### 取り組む作業
[1] 画面割れの記事のうち、「このセンサー、表面のガラスと一体化しています。」で始まり「そしてタッチ操作不能に、というわけです。」で終わる段落を、主な事実を残して箇条書きにまとめてください。
[2] 画面割れの記事について、次の問いに答えてください。
(a) 「次の機種変ではiPhoneにしようかな」と言う客の手元にある端末は、高確率でどのシリーズか。
(b) 記事で写真として示された当店在庫のディスプレイは、どの機種のものか。
(c) 並べたディスプレイのうち、下段左はどの機種か。
[3] 画面割れの記事の続きを、最後の文の後から書き進めてください。

### 読解用の文章
════════════════════
Androidは画面が割れるとタッチができない?
本日も沢山のご依頼誠にありがとうございます。
と、いつもの修理ブログのような書き出しで始めてみましたが、
このブログでは、少し趣向を変えたものをお届けしたいと思います。
毎日使っているものだけど、その内部構造は一体どうなっているのだろう?
故障した時、「タッチ切れ」や「USB不良」と症状を指して言っているが、具体的にはどのようにその不具合が起こっているのか?
スマホの中身、故障の原因、修理の内容……
普段見えないものを、本物の端末の写真でお見せする。
そんなブログが、この見せまっくすです。
では早速、第一回のテーマは……
「Androidは、画面が割れるとタッチ操作できないの?」です。
少しスマホに詳しい方でしたら、iPhoneは画面がヒビ割れてもタッチ操作に支障が出ないのはご存知でしょう。
割れたままのiPhoneを使い続けている人を見かけたこともあるのでは?
一方、画面割れで持ち込まれるAndroid端末には、全くタッチの利かないものが多数。
中には、一本ヒビが入っただけなのに……という方も。
「落下に伴う重大な不具合か!?」
と、かなり焦った様子でお問合せされるお客様もいらっしゃいます。
大丈夫です、とてもよくある症状です。
ほとんどの場合はハードウェアの問題……ディスプレイの割れが原因のタッチ不良ですから、部品交換で元通りになりますよ。
そして修理完了後、こんな言葉が聞かれます。
「Androidは割れると操作できなくなるから、
次の機種変ではiPhoneにしようかな。」
なるほど。
でもこれ、正確ではありません。
なぜなら、この言葉を出すお客様のお手元にある端末……
高確率で、Xperiaです。
なぜiPhoneではタッチできるのに、Xperiaではできなくなるのか?
……これはXperiaシリーズ、特にZシリーズに採用されているタッチパネルの構造によるものなんです。
では早速、写真つきでご覧ください。
当店在庫のXperia Z3のディスプレイです。
上からの光の当たっているところを中心に、点でできた列が見えますね。
これは、タッチを感知するセンサーです。
碁盤の目状にディスプレイ面を区切っており、ここのどこに指が触れたか・どう動いたかを感知して、端末に反映させるのです。
画面が割れるとタッチできなくなる理由は、ここなんです。
このセンサー、表面のガラスと一体化しています。
そこに衝撃が加わってヒビが入ると……
ガラスが割れるだけでなく、タッチセンサーも破損してしまう。
そしてタッチ操作不能に、というわけです。
Z3は割れるとタッチできなくなることがわかりました。
じゃあほかの機種はどうなの?
ということで……
並べました。
上段左:iPhone 5S
上段右:Xperia Z5
下段左:Zenfone 3 5.2inch
下段右:Xperia XZ
の、ディスプレイです。
════════════════════
### 提供された記録

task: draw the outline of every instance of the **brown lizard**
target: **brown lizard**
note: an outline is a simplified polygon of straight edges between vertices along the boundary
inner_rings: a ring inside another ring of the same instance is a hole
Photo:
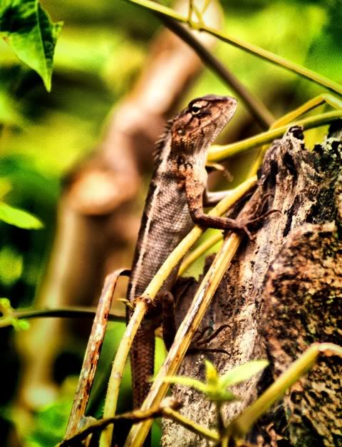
════════════════════
### 最終回答
[1]
- タッチセンサーは表面のガラスと一体化している。
- 衝撃でヒビが入ると、ガラスだけでなくタッチセンサーも破損する。
- その結果、タッチ操作ができなくなる。

[2]
(a) Xperia
(b) Xperia Z3
(c) Zenfone 3 5.2inch

[3]
これも一枚一枚、光を当てて見ていきましょう。
iPhone 5Sをアップにしてみました。
こちらにはXperia Z3にあったセンサーは見えません。
Xperia Z5です。おっ、見えますね、碁盤目センサー。
Zenfone3(5.2inch)です。これは見えません。ツルッと黒一色です。
Xperia XZです。おや? 見えません。
さて、センサーが表面から見える端末と見えない端末とに分かれました
もうおわかりかと思いますが、
センサーが見える端末は割れるとタッチが利かなくなるものです。
「Zenfone3のOSはAndroidだけど、割れてもタッチは利くの?」
はい!利きます。
SIMフリー機一番人気とのウワサもあるZenfoneシリーズ、
その最新機種であるZenfone3。
国内販売開始直後から、お問合せ・お持ち込みは多数ありました。
画面割れでも頻繁にご依頼頂いてますが、ほとんどの端末で、タッチ操作は可能です。
「Xperia XZは、Xperiaだけど……これはどんな感じ?」
これはですね……、ちゃんと利きます!
X performance以降のXperiaでは、割れた画面でもタッチが利くのを確認しています。
Xシリーズに入って、弱点を克服したんですね!
やったー!
あと、この碁盤目のようなタッチセンサー、
肉眼だと写真とは比べものにならないほど見えやすいので、
該当端末をお持ちの方は、試しに顔を近づけてみてください。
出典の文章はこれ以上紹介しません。